◆ **REQUIRED ACTION**: From start to finish, set down the entries below exactly, leaving out the pictures.

**** INFORMATION SHOWN

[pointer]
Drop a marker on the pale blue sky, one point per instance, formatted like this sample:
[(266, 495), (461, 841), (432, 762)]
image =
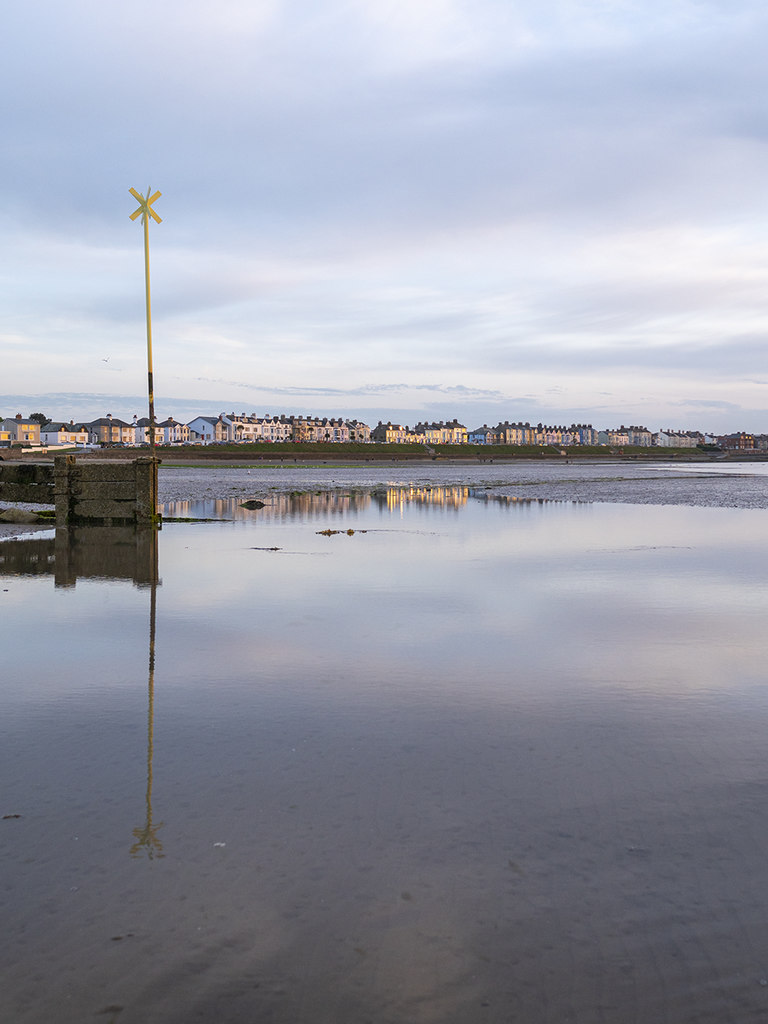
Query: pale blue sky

********

◆ **EXERCISE RESULT**:
[pointer]
Drop a marker on the pale blue sky, one point per instance, formatted like this sample:
[(266, 495), (461, 841), (432, 762)]
image =
Query: pale blue sky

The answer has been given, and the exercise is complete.